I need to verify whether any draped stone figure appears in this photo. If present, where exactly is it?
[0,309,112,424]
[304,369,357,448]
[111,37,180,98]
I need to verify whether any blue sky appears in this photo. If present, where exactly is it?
+ + + + +
→ Work to be completed: Rewrite the listing with every "photo" changed to "image" and nothing else altered.

→ Correct response:
I need to verify whether any draped stone figure appears in this image. If present, where exactly is it?
[0,309,112,424]
[304,369,357,448]
[111,37,180,98]
I need to verify whether any blue sky appears in this image. If present, where exactly is it?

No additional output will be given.